Tasks to carry out
**A.** In the passage on testosterone and aging, who divided the earlier studies into two groups, one reporting a decrease and one reporting no change in serum testosterone?
**B.** Quote the passage on testosterone and aging, starting at "No significant change" and ending at "in different studies.".
**C.** Continue the passage on testosterone and aging from where it stops.

Extract below:

No significant change in total testosterone in advancing ages as has been found in our study is consistent with the results of similar studies done by several others. 9,14,16,17 However, most of the earlier studies reported age related decrease in testosterone concentration and apparently contradict with our findings. 4,5,6,17 Vermeulen et al divided all these studies in two groups one reporting decrease and the other reporting no change in serum testosterone in aging males. 5 These apparent discrepancies are probably due to differences in the cinical characteristics of the study subjects and the laboratory methods employed in different studies.

Decreased serum testosterone has been found to be associated with different diseases like dyslipidemia, CHD, obesity and mental disorders of different intensities. 18,19 These diseases may remain subclinical and undiagnosed in elderly males. Inclusion of these subjects in the study can result in decreased testosterone concentration as has been reported earlier. Most studies reporting age related decrease in serum testosterone did not attempt to exclude such illnesses from their study population. The age ranges over which the observations were made in those studies also differ from our study and this may also partially account for the differences in the results of different studies. Most of the available studies included subjects as young as 20 years in contrast to our study where males of age > 40 years only were included. 6,7 It is probable that age related decline in testosterone as reported in some studies might have occurred in earlier age i.e., before 40 years and there was no or minimal decline in testosterone concentration after 40 years that is consistent with our finding. Few such studies found age related decline in testosterone concentration only when compared between the age groups > 40 with that of < 40 years. 20,21 However, a downward trend not sufficient to be statistically significant has also been found in our study. The inclusion of only the healthy subjects and observation over the age range >40 years are the two probable reasons that explain our finding of no age related decline in testosterone concentration.

End of Extract.
Excerpted data below:

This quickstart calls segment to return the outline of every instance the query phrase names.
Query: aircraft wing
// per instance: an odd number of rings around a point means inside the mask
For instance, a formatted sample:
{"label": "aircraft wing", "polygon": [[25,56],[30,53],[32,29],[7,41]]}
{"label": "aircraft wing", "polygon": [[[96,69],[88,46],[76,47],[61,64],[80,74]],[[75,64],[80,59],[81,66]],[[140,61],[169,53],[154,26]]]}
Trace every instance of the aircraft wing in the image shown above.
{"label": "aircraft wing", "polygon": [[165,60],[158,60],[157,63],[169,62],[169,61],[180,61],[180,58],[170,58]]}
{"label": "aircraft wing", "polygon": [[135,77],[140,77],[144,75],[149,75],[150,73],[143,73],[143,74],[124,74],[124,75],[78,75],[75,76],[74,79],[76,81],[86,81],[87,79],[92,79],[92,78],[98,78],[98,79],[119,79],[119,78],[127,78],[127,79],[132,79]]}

End of Excerpted data.

Answers to this exercise
**A.** Vermeulen et al.

**B.**
No significant change in total testosterone in advancing ages as has been found in our study is consistent with the results of similar studies done by several others. 9,14,16,17 However, most of the earlier studies reported age related decrease in testosterone concentration and apparently contradict with our findings. 4,5,6,17 Vermeulen et al divided all these studies in two groups one reporting decrease and the other reporting no change in serum testosterone in aging males. 5 These apparent discrepancies are probably due to differences in the cinical characteristics of the study subjects and the laboratory methods employed in different studies.

**C.**
No change in gonadotrophin levels as has been found in our study indicates no change in the pituitary gonadal axis with age among our study population. This finding is consistent with no change in testosterone concentration as was also found. For the healthy males, as included in our study, we considered this finding as expected. The increased SHBG in elderly males, reported in some studies differs from our results where no significant change was found. 10,11 This was also due to meticulous exclusion of subjects with any form of liver disease from our study. We think that there is no reason other than unrecognized or undiagnosed liver disease that can explain elevated SHBG in elderly males as has been reported by others.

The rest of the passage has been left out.